Passage provided
## start

Hogan, then, has been on both sides of the European machine at its most ruthless, and has first-hand experience of the power the bloc can exert on weaker parties. UK businesses might wonder whether this will engender empathy, or impatience with special pleading.
But in the early 2010s, despite the dirty work he was tasked with, Hogan remained remarkably popular with local associations, charming parts of the country that more urbane colleagues could not. And yet it often seemed he was on the verge of burning up his political capital. He survived one scandal in 2012 over controversial remarks about the traveller community, later receiving an apology and undisclosed damages in a settlement with two media organisations that accused him of racism. He got into another fix in 2014 when it emerged he sent CVs belonging to constituents to the head of Ireland’s new public water utility.
So when Kenny nominated Hogan for the commission in 2014, it wasn’t clear whether it was a reward for loyal service, or a bid to get an increasingly controversial figure off Fine Gael’s doorstep.
The big man stood out in Brussels thanks to his “lumbering style,” but quickly proved himself—avoiding the many potential missteps that are ever-present when dealing with Europe’s powerful farming lobby. He travelled extensively, meeting agriculture ministers, officials and government leaders. And as Brexit began to take hold of the Brussels machinery, he made sure that he was part of the conversation.

## end

Work to complete
(1) In the passage about Hogan:
(a) In what year did Hogan survive a scandal over remarks about the traveller community?
(b) To whom did Hogan send CVs belonging to constituents?
(c) Who nominated Hogan for the commission, and in what year?
(2) Can you repeat everything in the passage about Hogan from "But in the early" down to "public water utility."?
(3) What comes next in the passage about Hogan? Continue it from after its final sentence.

Dataset content
## start

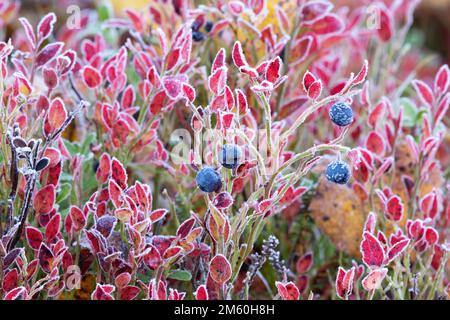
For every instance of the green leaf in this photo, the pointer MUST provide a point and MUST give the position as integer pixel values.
(181, 275)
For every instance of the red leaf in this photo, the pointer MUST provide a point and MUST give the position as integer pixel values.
(376, 114)
(172, 58)
(92, 78)
(373, 280)
(78, 218)
(220, 269)
(385, 29)
(431, 236)
(57, 114)
(44, 199)
(375, 143)
(308, 80)
(397, 249)
(172, 87)
(288, 291)
(315, 89)
(330, 23)
(242, 103)
(29, 32)
(185, 228)
(49, 52)
(219, 60)
(129, 293)
(218, 80)
(424, 92)
(201, 293)
(304, 263)
(119, 174)
(104, 168)
(344, 282)
(442, 80)
(238, 55)
(394, 208)
(45, 26)
(372, 251)
(158, 102)
(45, 258)
(273, 70)
(34, 237)
(52, 228)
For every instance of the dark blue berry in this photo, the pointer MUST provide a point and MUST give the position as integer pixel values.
(197, 36)
(208, 26)
(209, 180)
(230, 156)
(341, 114)
(338, 172)
(195, 25)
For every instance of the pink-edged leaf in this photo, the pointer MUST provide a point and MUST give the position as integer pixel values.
(287, 291)
(172, 58)
(386, 24)
(78, 218)
(46, 258)
(241, 100)
(442, 80)
(158, 214)
(220, 269)
(424, 92)
(344, 282)
(273, 70)
(185, 228)
(238, 55)
(373, 280)
(44, 199)
(189, 92)
(45, 26)
(308, 80)
(201, 293)
(57, 114)
(304, 263)
(375, 143)
(129, 293)
(431, 236)
(119, 174)
(218, 80)
(397, 249)
(394, 208)
(34, 237)
(315, 89)
(91, 77)
(219, 60)
(52, 228)
(330, 23)
(373, 254)
(376, 114)
(29, 32)
(49, 52)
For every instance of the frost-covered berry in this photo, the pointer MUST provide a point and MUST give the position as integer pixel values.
(338, 172)
(209, 180)
(341, 114)
(230, 156)
(198, 36)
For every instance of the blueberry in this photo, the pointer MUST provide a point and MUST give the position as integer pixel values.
(341, 114)
(230, 156)
(197, 36)
(338, 172)
(208, 26)
(208, 180)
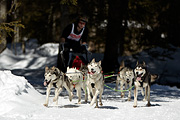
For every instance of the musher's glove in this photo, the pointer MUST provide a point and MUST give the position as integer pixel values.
(85, 47)
(61, 47)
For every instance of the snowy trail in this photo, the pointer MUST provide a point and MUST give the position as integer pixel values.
(165, 105)
(22, 94)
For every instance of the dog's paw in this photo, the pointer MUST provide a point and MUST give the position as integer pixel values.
(96, 107)
(91, 104)
(148, 104)
(46, 105)
(54, 99)
(129, 99)
(101, 104)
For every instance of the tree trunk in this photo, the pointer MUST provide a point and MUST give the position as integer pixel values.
(3, 41)
(116, 12)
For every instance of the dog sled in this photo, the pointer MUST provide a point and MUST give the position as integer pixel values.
(75, 58)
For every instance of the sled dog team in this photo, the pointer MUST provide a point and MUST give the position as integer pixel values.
(91, 80)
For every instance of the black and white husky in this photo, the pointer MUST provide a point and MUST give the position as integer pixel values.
(125, 77)
(55, 78)
(95, 82)
(142, 79)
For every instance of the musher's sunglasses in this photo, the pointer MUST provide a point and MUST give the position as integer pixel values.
(81, 22)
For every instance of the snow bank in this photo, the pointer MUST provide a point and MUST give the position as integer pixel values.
(12, 90)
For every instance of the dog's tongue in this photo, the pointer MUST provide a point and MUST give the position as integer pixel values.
(138, 78)
(45, 83)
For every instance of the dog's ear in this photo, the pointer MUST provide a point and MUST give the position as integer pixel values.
(137, 63)
(57, 70)
(99, 63)
(93, 60)
(122, 65)
(144, 64)
(53, 68)
(46, 68)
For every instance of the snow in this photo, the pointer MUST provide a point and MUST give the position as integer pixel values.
(22, 93)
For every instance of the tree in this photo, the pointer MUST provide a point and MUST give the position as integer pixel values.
(8, 27)
(115, 33)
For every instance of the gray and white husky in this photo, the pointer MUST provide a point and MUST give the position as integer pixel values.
(95, 82)
(55, 78)
(143, 79)
(125, 77)
(77, 82)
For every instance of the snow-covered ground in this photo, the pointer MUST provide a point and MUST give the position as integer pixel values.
(22, 93)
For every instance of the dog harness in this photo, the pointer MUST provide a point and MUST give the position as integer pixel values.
(74, 36)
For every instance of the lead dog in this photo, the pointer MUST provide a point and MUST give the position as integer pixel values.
(76, 81)
(55, 78)
(126, 78)
(143, 79)
(95, 82)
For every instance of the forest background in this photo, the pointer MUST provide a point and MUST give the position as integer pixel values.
(116, 27)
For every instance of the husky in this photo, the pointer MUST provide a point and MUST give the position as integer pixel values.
(55, 78)
(84, 70)
(76, 80)
(143, 79)
(95, 82)
(125, 77)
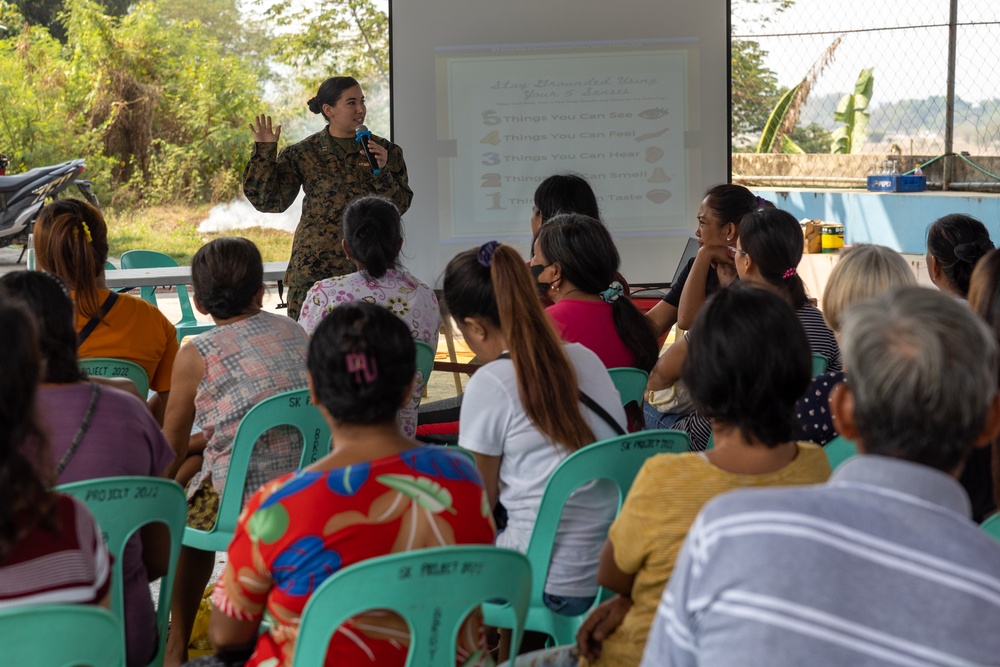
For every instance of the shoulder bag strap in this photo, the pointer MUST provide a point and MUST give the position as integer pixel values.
(592, 404)
(92, 324)
(95, 394)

## end

Answers to the exercises
(1)
(a) 2012
(b) The head of Ireland's new public water utility
(c) Kenny, in 2014

(2)
But in the early 2010s, despite the dirty work he was tasked with, Hogan remained remarkably popular with local associations, charming parts of the country that more urbane colleagues could not. And yet it often seemed he was on the verge of burning up his political capital. He survived one scandal in 2012 over controversial remarks about the traveller community, later receiving an apology and undisclosed damages in a settlement with two media organisations that accused him of racism. He got into another fix in 2014 when it emerged he sent CVs belonging to constituents to the head of Ireland’s new public water utility.

(3)
As spring dawns, there is uncertainty about who precisely will be handling the trade talks on the British side. While there is also potential overlap on the European side, it is unlikely to be a hindrance. Barnier and Hogan are close, sharing an agricultural background and provincial roots, and Barnier’s five-year stint as commissioner for regional policy heightened his awareness of how important agriculture is to rural communities.
In February 2017, Hogan attended a funeral for a French farmers’ union boss in Orleans, 70 miles from Paris. The unexpected appearance of the giant commissioner may have confounded attendees, who perhaps did not fully understand the Irish affection for funerals. But it provided the perfect opportunity to show respect to France’s powerful farming lobby while also rubbing shoulders with then-president François Hollande, his ambitious protégé Emmanuel Macron, and Barnier. Hogan and Barnier chatted Brexit over breakfast, and Hogan took the opportunity to lay out Ireland’s perspective. Soon he had “managed to open other doors” in Brussels “for his colleagues in Dublin,” wrote Denis Staunton in the Irish Times in 2017.
The EU completed in principle the long-delayed trade deal with Mercosur, the South American trade bloc, during his tenure at agriculture. Having kicked off negotiations in 2000, the EU wanted the deal done. Hogan’s role was to lead on certain chapters, mastering yards of technical detail on tariff rates for beef, “geographical indicators,” and standards on caged hens. The deal he helped deliver dismayed sections of the farming lobby, however, who felt their interests had been sacrificed. Among them were the large beef farming communities of rural Ireland. Many in Hogan’s former constituency will feel the effects.
There is, then, a certain ruthlessness to Hogan. But no one can question that he gets deals over the line. In 2017, agriculture was again proving a serious sticking point in talks between the EU and Japan. A deal was moving into view, but a seemingly intractable issue over dairy produce could have torpedoed the entire agreement. Hogan—thanks to friendly assurances that he understood the potential impact on Japanese agriculture, coming from a farming background himself—resolved the impasse.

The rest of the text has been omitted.